— begin —

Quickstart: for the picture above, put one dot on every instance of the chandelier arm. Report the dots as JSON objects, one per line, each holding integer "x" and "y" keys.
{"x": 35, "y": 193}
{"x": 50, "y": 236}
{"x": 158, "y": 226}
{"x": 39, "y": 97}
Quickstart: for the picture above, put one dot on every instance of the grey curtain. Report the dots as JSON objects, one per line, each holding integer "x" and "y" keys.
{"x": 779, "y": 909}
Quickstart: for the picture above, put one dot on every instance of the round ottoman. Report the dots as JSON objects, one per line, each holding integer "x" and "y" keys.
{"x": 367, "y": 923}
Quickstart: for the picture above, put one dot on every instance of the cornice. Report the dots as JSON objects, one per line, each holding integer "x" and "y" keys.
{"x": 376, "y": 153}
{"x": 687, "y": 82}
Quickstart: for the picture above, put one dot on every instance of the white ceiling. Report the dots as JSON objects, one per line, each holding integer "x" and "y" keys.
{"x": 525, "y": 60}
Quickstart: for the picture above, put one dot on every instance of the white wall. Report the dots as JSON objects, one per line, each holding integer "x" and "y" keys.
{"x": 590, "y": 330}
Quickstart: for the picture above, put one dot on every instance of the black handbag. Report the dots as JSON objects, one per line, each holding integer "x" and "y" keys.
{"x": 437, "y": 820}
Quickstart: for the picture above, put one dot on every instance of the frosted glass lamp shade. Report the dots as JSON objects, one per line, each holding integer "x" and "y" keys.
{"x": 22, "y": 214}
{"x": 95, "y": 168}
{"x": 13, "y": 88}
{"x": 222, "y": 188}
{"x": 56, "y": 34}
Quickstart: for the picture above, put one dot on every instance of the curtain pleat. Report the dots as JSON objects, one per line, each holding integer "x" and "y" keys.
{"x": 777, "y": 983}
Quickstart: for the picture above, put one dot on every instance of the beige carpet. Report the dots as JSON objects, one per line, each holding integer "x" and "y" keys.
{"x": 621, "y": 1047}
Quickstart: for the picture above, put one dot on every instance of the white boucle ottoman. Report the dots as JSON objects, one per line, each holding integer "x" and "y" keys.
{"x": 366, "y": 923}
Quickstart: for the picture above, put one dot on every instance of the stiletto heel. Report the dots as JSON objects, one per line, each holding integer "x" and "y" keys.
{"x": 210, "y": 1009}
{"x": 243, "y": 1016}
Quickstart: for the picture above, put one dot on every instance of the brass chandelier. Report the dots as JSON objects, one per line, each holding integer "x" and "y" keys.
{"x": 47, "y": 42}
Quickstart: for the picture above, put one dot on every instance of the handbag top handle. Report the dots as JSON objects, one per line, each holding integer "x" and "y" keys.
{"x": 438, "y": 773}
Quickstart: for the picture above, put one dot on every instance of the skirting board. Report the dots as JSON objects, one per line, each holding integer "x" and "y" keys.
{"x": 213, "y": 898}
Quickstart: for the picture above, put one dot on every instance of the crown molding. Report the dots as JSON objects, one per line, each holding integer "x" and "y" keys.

— end —

* Set exercise *
Reproduce the whole listing above line for line, with no changes.

* Final result *
Quickstart: for the picture above, put one dot on every instance of the chandelier arm. Report the dots as JSON objects, one per line, each holding integer "x" and "y" keys.
{"x": 35, "y": 193}
{"x": 50, "y": 236}
{"x": 158, "y": 226}
{"x": 39, "y": 97}
Quickstart: for the picture above, put one dot on every instance of the grey curtain. Report the dots as JSON objects, one per line, each holding integer "x" and "y" keys.
{"x": 779, "y": 909}
Quickstart: for the picture above, put one dot on every instance of the round ottoman. Report the dots as JSON objects, one per line, each holding integer "x" and "y" keys.
{"x": 367, "y": 923}
Quickstart: for the picture above, put one dot on every instance of the cornice. Report the dots as JSON objects, one per line, each holding integer "x" and "y" keys.
{"x": 376, "y": 153}
{"x": 687, "y": 82}
Quickstart: for the picture above, put one dot on every instance of the white ceiling. Report the dots as JSON objects, one per line, each holding integer "x" and "y" keys.
{"x": 525, "y": 60}
Quickstart: for the picture above, put one dot on every instance of the white wall. Report the dots as JSON objects, one per line, each holding integer "x" and "y" keys.
{"x": 590, "y": 330}
Quickstart: for the picture above, put one dot on every instance of the black handbag. Report the dots as JSON objects, one per line, each holding integer "x" and "y" keys.
{"x": 437, "y": 820}
Quickstart: for the picture above, put one dot on every instance of the frosted glass lamp shade. Report the dots as JSON objects, one per line, each holding integer "x" and "y" keys.
{"x": 22, "y": 214}
{"x": 95, "y": 168}
{"x": 13, "y": 88}
{"x": 222, "y": 188}
{"x": 56, "y": 34}
Quickstart: for the picture above, put one dot on every instance of the curtain pleat. Report the dots as JSON objects, one per line, each holding integer "x" and "y" keys.
{"x": 777, "y": 983}
Quickstart: for the picture above, put one dot on every instance of the beige carpet. Report the dots as JSON objects, one per line, each holding integer "x" and "y" keys.
{"x": 621, "y": 1047}
Quickstart: for the picture above, put one dot on every instance of the white boucle ottoman. Report the dots as JSON objects, one per line, each holding integer "x" and "y" keys.
{"x": 366, "y": 923}
Quickstart: for the picture above, put one dot on every instance of the stiletto heel. Report the dots as JSON objects, one per line, each holding integer "x" and "y" keys.
{"x": 210, "y": 1009}
{"x": 243, "y": 1016}
Quickstart: for the picture above, put one dot on every instance of the brass chandelier. Report the dots as JSON objects, one per line, each holding integer "x" and "y" keys.
{"x": 47, "y": 42}
Quickstart: for the picture above, put one dot on every instance of the handbag top handle. Report the dots as JSON objects, one per line, each holding integer "x" and "y" keys.
{"x": 438, "y": 773}
Quickstart: for the picture above, put one dot on every instance of the skirting board. Report the dots as JSON objects, one per line, each holding integer "x" and "y" keys.
{"x": 213, "y": 898}
Quickstart: for the picture above, put one dot on every instance of the crown molding. Report the dots as JSON objects, one per line, each holding integer "x" and "y" keys.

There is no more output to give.